> _SELECTED EXCERPT_
◇ ◇ ◇ ◇

On the compatibility with Directive 2010/13/EU
(45) Germany maintains that the planned tax would not fall in the scope of Directive 2010/13/EU. Therefore it would not constitute a violation of Article 13(1) in connection with Articles 2 and 3 of that Directive. The tax cannot be considered as a regulatory measure with effect on the media service, its programming and diffusion. Film funding is not harmonised at Union level. Taxation at the place of consumption or destination of the media service also follows the logic applied for the VAT taxation of services in the Union, as applicable since 1 January 2015.
(46) In view of the fast growing market share of foreign VoD providers, German providers would be at a competitive disadvantage if they would continue to be taxed while the foreign competitors on the national market would not be subject to the same tax. iTunes for instance, which is not established in Germany, would already today be the leading VoD supplier of German films.
5.
ASSESSMENT OF THE MEASURE
5.1.
Presence of aid
(47) As explained in recitals 13 to 16 of this decision, the described measure constitutes State aid within the meaning of Article 107(1) of the Treaty. The film distribution support is granted out of State resources, it confers an economic advantage to undertakings, the advantage is selective, and it is capable to distort or threaten to distort competition and trade in the internal market.
5.2.
Compatibility of the amended aid to video on demand distribution with Article 107(3)(d) of the Treaty
(48) The intended measure — the funding of and the tax on the services of video on demand suppliers, which are not having an establishment or agency in Germany — constitutes an amendment of the scheme which the Commission had approved until 31 December 2016. The State aid assessment criteria have not changed since the previous approval.
(49) Concerning the aid to the distribution of films by video on demand suppliers as such, the Commission has already found it compatible with Article 107(3)(d) of the Treaty(11). It has therefore concluded already in the opening decision that the extension of the range of possible beneficiaries to firms established elsewhere does not in itself negatively affect the compatibility assessment under this Article.
5.3.
Possible infringement of other provisions of Union law
5.3.1.
Compatibility with Article 110 of the Treaty
(50) The new tax does not infringe Article 110 of the Treaty. Foreign video on demand providers may benefit also in practical terms equally from the funding. As explained by Germany, the scheme provides for effective means to allow the foreign VoD providers to apply for distribution aid in the same way as their German competitors.
(51) Foreign undertakings can be aware of this funding possibility in the same way as the undertakings located in Germany. They will in any case be made individually aware through the fact that they have to contribute to a fund which provides for aid to film distribution. Furthermore, aid is granted on application only, and their applications will be treated exactly like those of German companies. The selection board is bound to assess the application exclusively on the basis of the cultural quality of the films for which the aid is requested. Therefore, the place of establishment of the distributor is not among the criteria which the selection board may apply when taking a decision.
(52) The foreign providers of German language films also benefit indirectly in the same way as their German competitors from the support of film production in Germany. This support ensures a constant supply of German-funded films which the foreign providers may include in their offer. This is evidenced by the fact that their catalogues contain a share of German films which is comparable to the catalogues of domestic providers.

◇ ◇ ◇ ◇

> _SUPPLIED RECORDS_
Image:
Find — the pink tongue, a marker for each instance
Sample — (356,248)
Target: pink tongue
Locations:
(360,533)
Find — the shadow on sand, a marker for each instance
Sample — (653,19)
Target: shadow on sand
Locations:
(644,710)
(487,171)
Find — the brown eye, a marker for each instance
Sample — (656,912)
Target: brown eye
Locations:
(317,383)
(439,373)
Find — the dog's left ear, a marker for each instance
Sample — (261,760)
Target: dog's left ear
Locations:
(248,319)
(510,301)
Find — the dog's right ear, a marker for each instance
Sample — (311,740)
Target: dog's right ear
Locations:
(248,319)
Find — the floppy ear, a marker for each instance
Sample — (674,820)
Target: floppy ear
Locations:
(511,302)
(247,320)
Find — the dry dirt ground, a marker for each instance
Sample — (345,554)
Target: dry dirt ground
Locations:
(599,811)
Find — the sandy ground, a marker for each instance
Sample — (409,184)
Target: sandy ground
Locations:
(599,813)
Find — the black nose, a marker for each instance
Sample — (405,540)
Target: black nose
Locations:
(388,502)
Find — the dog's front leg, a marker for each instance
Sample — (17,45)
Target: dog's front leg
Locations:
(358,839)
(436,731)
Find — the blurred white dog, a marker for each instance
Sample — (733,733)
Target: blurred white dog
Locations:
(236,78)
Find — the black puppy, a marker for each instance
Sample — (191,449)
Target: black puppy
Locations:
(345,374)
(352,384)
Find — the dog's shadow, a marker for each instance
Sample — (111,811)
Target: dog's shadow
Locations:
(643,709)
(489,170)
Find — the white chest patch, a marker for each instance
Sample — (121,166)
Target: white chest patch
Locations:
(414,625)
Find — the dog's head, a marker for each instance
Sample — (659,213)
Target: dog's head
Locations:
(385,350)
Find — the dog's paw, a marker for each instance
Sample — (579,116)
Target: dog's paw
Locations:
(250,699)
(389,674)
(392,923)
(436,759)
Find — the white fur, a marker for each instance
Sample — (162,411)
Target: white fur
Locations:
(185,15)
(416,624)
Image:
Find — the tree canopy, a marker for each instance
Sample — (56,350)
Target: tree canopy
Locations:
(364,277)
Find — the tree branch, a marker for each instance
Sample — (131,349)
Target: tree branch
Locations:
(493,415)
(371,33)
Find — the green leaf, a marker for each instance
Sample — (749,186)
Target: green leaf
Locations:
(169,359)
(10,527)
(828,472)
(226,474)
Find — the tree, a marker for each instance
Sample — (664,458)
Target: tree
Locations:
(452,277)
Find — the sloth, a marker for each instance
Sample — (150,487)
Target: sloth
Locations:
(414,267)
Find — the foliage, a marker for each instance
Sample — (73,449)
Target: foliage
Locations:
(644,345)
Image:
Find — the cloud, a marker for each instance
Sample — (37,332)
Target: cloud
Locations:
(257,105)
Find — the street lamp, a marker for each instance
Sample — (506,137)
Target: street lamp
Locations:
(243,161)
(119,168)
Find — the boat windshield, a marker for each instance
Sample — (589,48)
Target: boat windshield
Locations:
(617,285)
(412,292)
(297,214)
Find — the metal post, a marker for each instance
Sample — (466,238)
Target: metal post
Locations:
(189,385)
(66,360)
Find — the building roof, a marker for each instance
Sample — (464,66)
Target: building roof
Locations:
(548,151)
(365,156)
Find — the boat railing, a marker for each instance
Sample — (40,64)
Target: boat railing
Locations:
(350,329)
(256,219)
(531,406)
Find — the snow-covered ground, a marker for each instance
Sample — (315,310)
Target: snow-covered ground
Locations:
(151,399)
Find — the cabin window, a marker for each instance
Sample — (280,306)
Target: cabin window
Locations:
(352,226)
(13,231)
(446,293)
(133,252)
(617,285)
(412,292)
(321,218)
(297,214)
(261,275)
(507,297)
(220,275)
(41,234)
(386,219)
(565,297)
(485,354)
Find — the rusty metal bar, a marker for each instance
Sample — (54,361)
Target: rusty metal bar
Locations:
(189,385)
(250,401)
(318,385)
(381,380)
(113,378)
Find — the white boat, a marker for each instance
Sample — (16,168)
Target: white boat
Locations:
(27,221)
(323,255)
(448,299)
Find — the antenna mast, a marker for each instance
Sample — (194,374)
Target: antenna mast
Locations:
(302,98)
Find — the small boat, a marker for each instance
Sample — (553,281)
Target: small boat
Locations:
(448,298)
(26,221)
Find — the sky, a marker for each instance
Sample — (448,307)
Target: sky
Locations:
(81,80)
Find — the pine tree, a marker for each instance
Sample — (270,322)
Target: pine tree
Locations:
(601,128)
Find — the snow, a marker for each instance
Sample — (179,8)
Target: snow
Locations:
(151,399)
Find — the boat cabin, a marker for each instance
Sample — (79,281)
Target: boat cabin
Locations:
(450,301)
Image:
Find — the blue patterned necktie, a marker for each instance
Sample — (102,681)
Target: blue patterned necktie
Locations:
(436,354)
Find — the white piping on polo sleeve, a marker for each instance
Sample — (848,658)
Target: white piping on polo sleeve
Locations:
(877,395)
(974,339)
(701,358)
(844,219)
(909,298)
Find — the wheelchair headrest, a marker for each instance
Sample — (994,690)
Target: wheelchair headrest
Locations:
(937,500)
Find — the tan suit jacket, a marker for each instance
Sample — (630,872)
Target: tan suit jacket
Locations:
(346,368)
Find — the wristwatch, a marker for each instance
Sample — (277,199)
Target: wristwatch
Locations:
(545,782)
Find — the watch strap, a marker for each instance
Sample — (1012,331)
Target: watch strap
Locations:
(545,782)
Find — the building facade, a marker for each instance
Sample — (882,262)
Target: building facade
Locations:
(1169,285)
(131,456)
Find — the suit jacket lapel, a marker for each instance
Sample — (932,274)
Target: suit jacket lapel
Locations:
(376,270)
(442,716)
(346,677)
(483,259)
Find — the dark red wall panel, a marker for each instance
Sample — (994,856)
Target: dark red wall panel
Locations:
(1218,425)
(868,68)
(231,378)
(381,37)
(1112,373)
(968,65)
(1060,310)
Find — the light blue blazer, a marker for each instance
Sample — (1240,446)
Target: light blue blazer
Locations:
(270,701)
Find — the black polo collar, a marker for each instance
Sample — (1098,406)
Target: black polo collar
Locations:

◇ ◇ ◇ ◇

> _TASK REQUIREMENTS_
[A] Can you extract the lines of the records between the one holding "Find — the wheelchair" and the end of the records, both ends included, copying them unchanged?
[B] How would the excerpt on Germany's film funding tax for video on demand providers go on? Continue it from the point where it stops.
The records have no connection to the text.

> _THE REPLIES_
[A]
Find — the wheelchair headrest, a marker for each instance
Sample — (994,690)
Target: wheelchair headrest
Locations:
(937,500)
Find — the tan suit jacket, a marker for each instance
Sample — (630,872)
Target: tan suit jacket
Locations:
(346,368)
Find — the wristwatch, a marker for each instance
Sample — (277,199)
Target: wristwatch
Locations:
(545,782)
Find — the watch strap, a marker for each instance
Sample — (1012,331)
Target: watch strap
Locations:
(545,782)
Find — the building facade, a marker for each instance
Sample — (882,262)
Target: building facade
Locations:
(1169,285)
(131,456)
Find — the suit jacket lapel, a marker for each instance
Sample — (932,274)
Target: suit jacket lapel
Locations:
(376,270)
(442,716)
(346,677)
(483,259)
Find — the dark red wall panel, a marker for each instance
Sample — (994,856)
Target: dark red wall panel
Locations:
(1218,425)
(868,68)
(231,378)
(381,37)
(1112,373)
(968,65)
(1060,310)
Find — the light blue blazer, a marker for each instance
Sample — (1240,446)
Target: light blue blazer
Locations:
(270,701)
Find — the black polo collar, a marker for each instance
Sample — (1098,406)
Target: black polo collar
Locations:

[B]
(53) Company X put forward the argument that domestic VoD providers would be less affected by the tax because some of them are vertically integrated VoD and TV or cable operators which may also benefit from production aid. This argument does not take into account that the differentiation between integrated and non-integrated undertakings has nothing to do with the place of establishment. There would also be different effects among German TV and VoD providers. It furthermore overlooks the fact that VoD providers are also producing films eligible for aid.
5.3.2.
Compatibility with Directive 2010/13/EU
(54) The question arises whether the tax concerned, which by its design is imposed on services targeted at an audience in Germany, would fall within the scope of Directive 2010/13. The tax in question contributes to a public fund, the FFA, which is used to promote various cultural objectives in the audiovisual sector. 30 % of the funds generated by the tax will be earmarked for the support of the distribution of films by video or video on demand. The remainder will, together with the contributions from cinemas and broadcasters, more generally contribute to the support of film production or distribution via other channels.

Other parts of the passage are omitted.